++++ LISTED ENTRIES
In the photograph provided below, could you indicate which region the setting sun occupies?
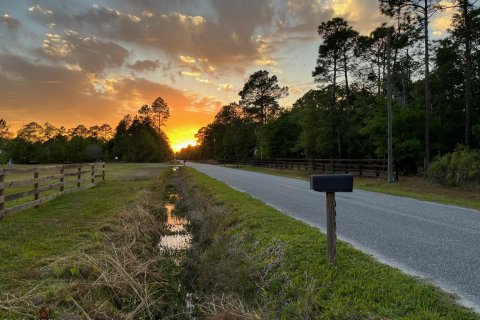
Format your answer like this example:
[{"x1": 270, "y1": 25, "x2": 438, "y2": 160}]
[{"x1": 172, "y1": 139, "x2": 197, "y2": 152}]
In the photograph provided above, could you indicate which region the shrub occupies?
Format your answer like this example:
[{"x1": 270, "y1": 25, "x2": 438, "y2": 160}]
[{"x1": 428, "y1": 145, "x2": 480, "y2": 188}]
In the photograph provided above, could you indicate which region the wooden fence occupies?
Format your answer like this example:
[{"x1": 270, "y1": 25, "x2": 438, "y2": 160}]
[
  {"x1": 0, "y1": 162, "x2": 105, "y2": 219},
  {"x1": 219, "y1": 159, "x2": 398, "y2": 181}
]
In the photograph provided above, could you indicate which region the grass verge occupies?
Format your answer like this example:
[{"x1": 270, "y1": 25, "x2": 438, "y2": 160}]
[
  {"x1": 227, "y1": 166, "x2": 480, "y2": 210},
  {"x1": 176, "y1": 168, "x2": 480, "y2": 320}
]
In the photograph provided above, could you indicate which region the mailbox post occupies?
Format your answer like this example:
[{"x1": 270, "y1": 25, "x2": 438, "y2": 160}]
[{"x1": 310, "y1": 174, "x2": 353, "y2": 264}]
++++++++
Quote all of the data above word for word, but leave out the picture.

In the photograph provided below, could you indicate which region the setting sun occupies?
Format your answer like this example:
[{"x1": 270, "y1": 25, "x2": 438, "y2": 160}]
[{"x1": 172, "y1": 139, "x2": 197, "y2": 152}]
In the photograph provided above, could you indicate which region the shrub occupies?
Format your answer like this example:
[{"x1": 270, "y1": 25, "x2": 438, "y2": 160}]
[{"x1": 428, "y1": 145, "x2": 480, "y2": 188}]
In the photograph provided above, could you indicate which region the wooden fence occupies?
Format your answer like this example:
[{"x1": 270, "y1": 25, "x2": 438, "y2": 160}]
[
  {"x1": 0, "y1": 162, "x2": 105, "y2": 219},
  {"x1": 219, "y1": 159, "x2": 398, "y2": 181}
]
In the photograph provided above, could you indicate which region the grass verge occupies?
Format your answer like this example:
[{"x1": 270, "y1": 25, "x2": 438, "y2": 160}]
[
  {"x1": 227, "y1": 166, "x2": 480, "y2": 210},
  {"x1": 176, "y1": 168, "x2": 480, "y2": 320}
]
In the photograph provided above, could you indicate which region the mailbox post occupies?
Format your answer like this example:
[{"x1": 270, "y1": 25, "x2": 438, "y2": 160}]
[{"x1": 310, "y1": 174, "x2": 353, "y2": 264}]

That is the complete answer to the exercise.